Saved data entries
········
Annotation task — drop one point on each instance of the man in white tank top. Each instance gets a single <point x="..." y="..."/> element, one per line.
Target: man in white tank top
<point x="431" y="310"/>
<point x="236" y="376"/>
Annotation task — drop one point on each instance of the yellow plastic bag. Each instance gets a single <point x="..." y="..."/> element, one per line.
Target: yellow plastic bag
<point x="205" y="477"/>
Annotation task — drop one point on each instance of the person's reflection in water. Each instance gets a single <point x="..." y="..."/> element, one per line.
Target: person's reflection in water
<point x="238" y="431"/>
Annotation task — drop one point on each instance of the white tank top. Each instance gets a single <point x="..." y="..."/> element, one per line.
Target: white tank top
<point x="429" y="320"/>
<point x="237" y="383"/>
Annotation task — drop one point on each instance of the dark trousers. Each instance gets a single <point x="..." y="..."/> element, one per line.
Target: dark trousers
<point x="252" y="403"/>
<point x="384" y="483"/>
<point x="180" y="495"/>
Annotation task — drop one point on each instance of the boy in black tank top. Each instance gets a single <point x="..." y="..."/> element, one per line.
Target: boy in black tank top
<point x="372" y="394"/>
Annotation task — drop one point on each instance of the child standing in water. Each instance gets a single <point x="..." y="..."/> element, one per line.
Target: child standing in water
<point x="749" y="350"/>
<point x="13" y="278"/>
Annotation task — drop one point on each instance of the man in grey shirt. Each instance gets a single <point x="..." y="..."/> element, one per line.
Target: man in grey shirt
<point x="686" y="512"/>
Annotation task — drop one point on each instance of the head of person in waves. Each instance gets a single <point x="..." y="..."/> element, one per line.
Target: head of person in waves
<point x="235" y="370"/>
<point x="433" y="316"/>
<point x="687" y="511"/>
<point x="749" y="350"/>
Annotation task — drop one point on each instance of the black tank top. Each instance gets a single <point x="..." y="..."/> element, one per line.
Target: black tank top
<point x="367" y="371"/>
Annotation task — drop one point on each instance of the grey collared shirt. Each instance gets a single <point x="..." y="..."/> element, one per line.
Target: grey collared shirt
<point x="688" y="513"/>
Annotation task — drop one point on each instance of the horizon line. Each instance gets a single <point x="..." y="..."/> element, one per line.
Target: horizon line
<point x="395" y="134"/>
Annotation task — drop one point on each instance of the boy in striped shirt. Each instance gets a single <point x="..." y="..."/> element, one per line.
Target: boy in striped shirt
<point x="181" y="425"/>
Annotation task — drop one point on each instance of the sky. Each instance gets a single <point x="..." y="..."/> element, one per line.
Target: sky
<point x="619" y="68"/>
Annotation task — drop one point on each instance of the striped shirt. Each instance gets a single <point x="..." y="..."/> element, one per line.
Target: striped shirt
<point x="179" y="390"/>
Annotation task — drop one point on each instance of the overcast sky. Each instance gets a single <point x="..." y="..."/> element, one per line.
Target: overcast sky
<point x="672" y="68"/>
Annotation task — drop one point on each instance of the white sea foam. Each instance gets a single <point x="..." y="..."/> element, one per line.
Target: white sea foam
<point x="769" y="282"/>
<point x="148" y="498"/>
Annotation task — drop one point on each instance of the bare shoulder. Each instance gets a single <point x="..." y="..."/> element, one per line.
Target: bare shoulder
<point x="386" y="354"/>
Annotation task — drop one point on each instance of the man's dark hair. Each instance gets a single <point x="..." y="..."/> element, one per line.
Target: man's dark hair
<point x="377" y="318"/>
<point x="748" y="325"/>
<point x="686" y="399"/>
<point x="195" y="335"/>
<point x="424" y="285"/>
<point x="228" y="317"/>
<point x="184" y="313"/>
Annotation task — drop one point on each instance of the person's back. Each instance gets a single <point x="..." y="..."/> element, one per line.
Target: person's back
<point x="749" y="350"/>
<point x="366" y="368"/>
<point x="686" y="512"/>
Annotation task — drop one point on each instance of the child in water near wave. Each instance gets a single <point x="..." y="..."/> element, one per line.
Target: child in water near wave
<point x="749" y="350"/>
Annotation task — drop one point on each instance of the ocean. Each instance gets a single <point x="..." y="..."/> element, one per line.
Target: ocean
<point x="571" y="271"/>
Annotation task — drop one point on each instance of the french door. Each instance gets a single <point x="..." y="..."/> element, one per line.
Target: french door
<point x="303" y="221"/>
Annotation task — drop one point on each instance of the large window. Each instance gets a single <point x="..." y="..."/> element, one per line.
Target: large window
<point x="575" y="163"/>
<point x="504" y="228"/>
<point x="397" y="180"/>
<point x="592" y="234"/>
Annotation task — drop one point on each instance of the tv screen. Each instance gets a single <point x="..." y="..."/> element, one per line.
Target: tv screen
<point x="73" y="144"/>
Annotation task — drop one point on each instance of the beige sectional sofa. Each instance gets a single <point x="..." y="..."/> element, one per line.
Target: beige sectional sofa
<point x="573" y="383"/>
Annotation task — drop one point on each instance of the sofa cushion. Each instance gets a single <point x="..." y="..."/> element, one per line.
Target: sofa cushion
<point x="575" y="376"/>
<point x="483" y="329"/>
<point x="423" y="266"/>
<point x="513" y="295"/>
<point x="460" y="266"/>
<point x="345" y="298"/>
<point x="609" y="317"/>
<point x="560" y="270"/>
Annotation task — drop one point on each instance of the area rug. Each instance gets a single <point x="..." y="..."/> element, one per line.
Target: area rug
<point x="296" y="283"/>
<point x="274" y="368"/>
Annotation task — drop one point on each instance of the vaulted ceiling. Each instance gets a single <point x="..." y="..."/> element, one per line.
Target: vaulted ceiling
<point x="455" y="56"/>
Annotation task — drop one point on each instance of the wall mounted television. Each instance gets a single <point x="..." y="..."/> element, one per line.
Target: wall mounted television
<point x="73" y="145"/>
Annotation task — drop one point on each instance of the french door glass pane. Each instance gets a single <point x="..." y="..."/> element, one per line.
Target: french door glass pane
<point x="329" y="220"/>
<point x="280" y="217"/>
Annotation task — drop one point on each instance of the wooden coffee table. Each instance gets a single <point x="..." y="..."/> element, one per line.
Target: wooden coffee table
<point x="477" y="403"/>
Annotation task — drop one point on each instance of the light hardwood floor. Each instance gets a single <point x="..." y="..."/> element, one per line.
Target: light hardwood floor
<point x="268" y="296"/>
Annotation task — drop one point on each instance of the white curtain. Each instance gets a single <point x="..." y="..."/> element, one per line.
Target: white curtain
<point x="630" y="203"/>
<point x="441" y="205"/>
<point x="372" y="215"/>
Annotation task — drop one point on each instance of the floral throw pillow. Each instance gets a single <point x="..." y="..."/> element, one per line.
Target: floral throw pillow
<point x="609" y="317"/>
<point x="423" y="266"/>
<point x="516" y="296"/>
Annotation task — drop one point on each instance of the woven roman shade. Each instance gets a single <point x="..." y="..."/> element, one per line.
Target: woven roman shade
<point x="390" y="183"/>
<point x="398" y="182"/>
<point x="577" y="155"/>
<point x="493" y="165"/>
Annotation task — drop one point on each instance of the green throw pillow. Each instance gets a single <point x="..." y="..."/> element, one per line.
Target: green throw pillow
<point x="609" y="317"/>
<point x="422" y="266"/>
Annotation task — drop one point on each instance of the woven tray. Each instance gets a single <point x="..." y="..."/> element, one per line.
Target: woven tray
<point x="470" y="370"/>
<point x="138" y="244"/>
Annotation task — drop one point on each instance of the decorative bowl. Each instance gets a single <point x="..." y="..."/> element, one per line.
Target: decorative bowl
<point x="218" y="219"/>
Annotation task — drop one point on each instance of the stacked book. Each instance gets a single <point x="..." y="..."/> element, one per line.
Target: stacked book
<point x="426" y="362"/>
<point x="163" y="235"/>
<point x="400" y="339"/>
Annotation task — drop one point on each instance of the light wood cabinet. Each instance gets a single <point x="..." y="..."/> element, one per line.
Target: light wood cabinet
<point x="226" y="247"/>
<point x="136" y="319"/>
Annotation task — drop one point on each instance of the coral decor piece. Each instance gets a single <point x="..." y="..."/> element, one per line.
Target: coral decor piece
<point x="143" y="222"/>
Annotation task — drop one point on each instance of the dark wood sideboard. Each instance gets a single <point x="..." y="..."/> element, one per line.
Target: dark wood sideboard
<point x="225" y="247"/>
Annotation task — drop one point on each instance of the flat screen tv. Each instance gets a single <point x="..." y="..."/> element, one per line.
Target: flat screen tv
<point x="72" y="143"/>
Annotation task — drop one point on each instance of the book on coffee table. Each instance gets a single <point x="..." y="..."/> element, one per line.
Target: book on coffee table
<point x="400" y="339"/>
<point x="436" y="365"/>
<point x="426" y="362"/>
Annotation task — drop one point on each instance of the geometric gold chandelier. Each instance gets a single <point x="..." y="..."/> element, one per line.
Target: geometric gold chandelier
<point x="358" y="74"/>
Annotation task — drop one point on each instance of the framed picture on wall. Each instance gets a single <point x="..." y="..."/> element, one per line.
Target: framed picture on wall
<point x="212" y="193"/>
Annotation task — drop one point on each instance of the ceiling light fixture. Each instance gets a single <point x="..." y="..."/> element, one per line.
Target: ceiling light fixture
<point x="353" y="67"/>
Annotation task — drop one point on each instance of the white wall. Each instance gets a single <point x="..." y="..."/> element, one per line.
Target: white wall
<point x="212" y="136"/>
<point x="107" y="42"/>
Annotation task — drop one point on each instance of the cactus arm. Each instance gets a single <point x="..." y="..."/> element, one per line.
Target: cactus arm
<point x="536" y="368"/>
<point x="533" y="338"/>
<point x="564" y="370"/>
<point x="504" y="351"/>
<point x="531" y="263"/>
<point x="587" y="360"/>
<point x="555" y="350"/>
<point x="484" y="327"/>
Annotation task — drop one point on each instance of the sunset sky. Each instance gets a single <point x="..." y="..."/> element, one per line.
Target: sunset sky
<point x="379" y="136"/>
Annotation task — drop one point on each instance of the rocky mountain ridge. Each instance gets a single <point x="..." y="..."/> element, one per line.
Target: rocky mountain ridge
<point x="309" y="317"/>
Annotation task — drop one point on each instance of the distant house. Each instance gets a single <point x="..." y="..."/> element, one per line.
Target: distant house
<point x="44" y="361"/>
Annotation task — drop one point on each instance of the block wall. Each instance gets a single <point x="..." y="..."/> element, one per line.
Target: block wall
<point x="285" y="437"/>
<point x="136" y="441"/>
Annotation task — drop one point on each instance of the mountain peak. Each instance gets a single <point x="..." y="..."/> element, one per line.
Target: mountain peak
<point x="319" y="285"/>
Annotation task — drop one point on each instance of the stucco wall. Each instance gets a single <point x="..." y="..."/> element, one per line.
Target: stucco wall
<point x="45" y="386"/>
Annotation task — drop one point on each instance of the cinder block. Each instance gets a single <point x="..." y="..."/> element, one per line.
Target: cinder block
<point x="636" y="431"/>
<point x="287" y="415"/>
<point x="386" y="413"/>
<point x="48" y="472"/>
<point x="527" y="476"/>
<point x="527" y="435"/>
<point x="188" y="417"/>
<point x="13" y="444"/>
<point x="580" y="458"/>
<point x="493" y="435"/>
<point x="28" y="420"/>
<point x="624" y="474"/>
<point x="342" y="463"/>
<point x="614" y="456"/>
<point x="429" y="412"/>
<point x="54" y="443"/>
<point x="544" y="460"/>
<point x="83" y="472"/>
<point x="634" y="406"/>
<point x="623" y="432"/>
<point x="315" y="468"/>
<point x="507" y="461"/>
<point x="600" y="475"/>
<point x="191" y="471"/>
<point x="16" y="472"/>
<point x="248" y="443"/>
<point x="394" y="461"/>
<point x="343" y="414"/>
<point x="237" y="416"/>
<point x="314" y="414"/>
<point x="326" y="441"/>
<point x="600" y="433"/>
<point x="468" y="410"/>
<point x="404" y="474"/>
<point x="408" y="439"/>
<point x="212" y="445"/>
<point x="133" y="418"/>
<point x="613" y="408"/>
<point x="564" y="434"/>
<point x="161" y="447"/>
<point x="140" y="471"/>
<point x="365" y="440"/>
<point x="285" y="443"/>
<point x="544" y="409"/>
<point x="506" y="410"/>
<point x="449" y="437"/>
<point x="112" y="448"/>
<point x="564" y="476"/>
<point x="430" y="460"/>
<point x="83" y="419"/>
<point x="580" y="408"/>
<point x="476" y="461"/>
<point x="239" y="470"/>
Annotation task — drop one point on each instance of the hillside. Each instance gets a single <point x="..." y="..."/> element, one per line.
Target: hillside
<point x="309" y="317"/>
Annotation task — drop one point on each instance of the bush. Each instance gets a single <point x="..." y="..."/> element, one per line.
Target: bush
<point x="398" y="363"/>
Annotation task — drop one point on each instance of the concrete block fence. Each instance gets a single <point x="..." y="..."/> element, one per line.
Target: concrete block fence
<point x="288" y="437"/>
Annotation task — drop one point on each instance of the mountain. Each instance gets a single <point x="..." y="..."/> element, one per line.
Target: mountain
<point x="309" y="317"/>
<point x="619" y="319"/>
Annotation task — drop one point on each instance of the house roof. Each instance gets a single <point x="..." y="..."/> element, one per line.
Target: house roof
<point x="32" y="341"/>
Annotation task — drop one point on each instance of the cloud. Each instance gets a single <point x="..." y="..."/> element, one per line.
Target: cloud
········
Search the entries for "cloud" and copy out each line that has it.

RESPONSE TO THIS TASK:
Annotation task — drop one point on each instance of the cloud. Each instance gets a single <point x="..." y="..."/> element, one per line.
Target: cloud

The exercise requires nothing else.